Exercise aim:
From the first line to the last, print the material exactly, skipping the pictures.

═══ Data for review

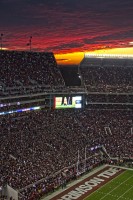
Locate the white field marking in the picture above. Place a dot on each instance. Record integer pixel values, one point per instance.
(115, 196)
(104, 185)
(116, 187)
(125, 193)
(120, 167)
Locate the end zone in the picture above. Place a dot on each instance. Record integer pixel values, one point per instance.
(87, 186)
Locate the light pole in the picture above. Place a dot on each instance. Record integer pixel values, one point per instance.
(78, 164)
(1, 35)
(30, 42)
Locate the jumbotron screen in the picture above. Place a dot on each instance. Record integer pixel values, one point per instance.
(68, 102)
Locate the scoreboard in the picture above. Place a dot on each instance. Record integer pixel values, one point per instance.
(68, 101)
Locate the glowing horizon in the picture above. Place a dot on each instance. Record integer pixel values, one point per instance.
(76, 57)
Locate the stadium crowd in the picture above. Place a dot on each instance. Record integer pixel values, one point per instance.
(36, 145)
(107, 76)
(27, 70)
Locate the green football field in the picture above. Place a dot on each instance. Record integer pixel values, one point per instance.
(120, 188)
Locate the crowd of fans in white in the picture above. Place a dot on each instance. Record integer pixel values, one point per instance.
(20, 70)
(38, 148)
(108, 75)
(41, 143)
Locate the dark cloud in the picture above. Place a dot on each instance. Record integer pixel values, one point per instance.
(66, 25)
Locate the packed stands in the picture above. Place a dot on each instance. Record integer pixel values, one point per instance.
(41, 149)
(102, 74)
(36, 145)
(28, 72)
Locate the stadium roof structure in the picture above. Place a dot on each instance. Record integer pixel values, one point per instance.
(116, 56)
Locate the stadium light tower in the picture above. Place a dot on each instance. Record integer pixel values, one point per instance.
(1, 35)
(30, 42)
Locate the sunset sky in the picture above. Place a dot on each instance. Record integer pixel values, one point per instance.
(68, 27)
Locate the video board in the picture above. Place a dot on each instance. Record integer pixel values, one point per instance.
(68, 101)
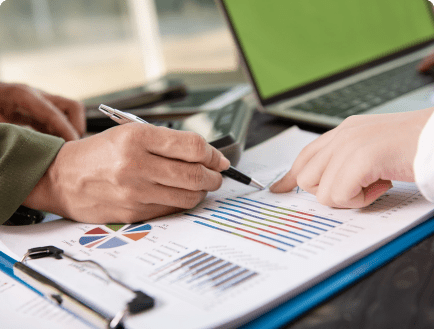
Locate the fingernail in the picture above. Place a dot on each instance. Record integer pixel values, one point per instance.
(224, 163)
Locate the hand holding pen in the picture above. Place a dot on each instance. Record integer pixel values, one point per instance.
(123, 117)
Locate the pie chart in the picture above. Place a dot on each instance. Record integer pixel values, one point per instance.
(114, 235)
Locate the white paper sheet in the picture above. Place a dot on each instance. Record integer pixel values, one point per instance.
(237, 254)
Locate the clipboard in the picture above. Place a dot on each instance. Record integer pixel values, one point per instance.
(66, 298)
(295, 307)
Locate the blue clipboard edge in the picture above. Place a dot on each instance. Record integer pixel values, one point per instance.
(312, 297)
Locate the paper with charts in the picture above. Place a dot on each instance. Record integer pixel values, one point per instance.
(235, 255)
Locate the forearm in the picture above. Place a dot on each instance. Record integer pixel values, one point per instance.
(25, 155)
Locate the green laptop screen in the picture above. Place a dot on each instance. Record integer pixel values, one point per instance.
(292, 43)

══════

Reply to the task:
Locate the white field marking in the picture above. Place a dot on each instance. Record integer pixel values, one point per instance.
(115, 196)
(104, 185)
(116, 187)
(125, 193)
(120, 167)
Locate the end zone in the picture above. Place a dot on each instance. Record integer pixel values, one point per instance.
(87, 186)
Locate the light pole in the picture above. Place a dot on each instance. Record integer pixel values, one point per instance.
(78, 164)
(1, 35)
(30, 42)
Locate the jumbotron screen in the picture above. Place a dot on each instance. Record integer pixel values, one point per instance.
(68, 102)
Locate the scoreboard in the picture above. Place a dot on each instance. Record integer pixel values, one point per instance.
(68, 101)
Locate the glowing horizon in the picture above. Place a dot on each instance. Record integer pixel values, one point per instance.
(76, 57)
Locate the stadium crowd in the picture above. Place a dot on each instance. Record integer pixel values, one point per instance.
(36, 145)
(107, 76)
(27, 70)
Locate the green football field in the picture above. Place a dot on each instance. Record integer pixel values, one point per instance.
(120, 188)
Locate the crowd of fans in white in the picture above. Place a dot on each instance. Record integer pixel values, one point per instance.
(20, 70)
(38, 148)
(108, 75)
(41, 143)
Locate the dark cloud in the picture above. Place a dot on each instance. Record integer pixel values, one point per instance.
(66, 25)
Locate the packed stands in the picture above. Place a dot on each instance. Record integer pixel values, one point per instance.
(41, 149)
(102, 74)
(36, 145)
(28, 72)
Locate the stadium roof structure in the picture above. Place a dot on each instance. Record integer pixel values, one point per instance.
(116, 56)
Locate the stadium light tower in the picture above. Place a dot on each instance. Record integer pixel values, one point per instance.
(1, 35)
(30, 42)
Locate the sunset sky in the picture above. Place a dot on each instance. Record integer pixel values, one point per instance.
(68, 27)
Locate the video board in the picture above. Place a dot on each instance. Record integer pixel values, one point per instance.
(68, 101)
Locate the fingernail in the picture above. Place a dot on each instance. Record integer pixel values, one point per instance.
(224, 163)
Locate the hand holding pen in the picture above. Place a dot on each instance. Record integer pixel values, one point per instance.
(123, 117)
Locate the pie chart in the picture above. Place a dot on each instance. Record integer pixel values, one point per instance.
(114, 235)
Locate the white paper sheet in the picture above. Place a dot on each instance. Record integer pixel values, one point per instance.
(237, 254)
Locate the clipboard in the picture above. Place a dot on each instance. Record integer pixel values, one point per instance.
(66, 298)
(295, 307)
Locate the blue clipboard edge in the picture above. Place a dot on each instance. Record integer pixel values, one point per instance.
(312, 297)
Locate the paper with charts in the picture above. Place a dot on each instance. Record integer pixel values, one point per instance.
(235, 255)
Locate the forearm in the picture above. Place a dot on each instance. Record integer pixel values, one point per instance.
(25, 155)
Locate the green laptop screen in the picture above. Place a dot on each instance. Record integer pixel values, one point per instance.
(292, 43)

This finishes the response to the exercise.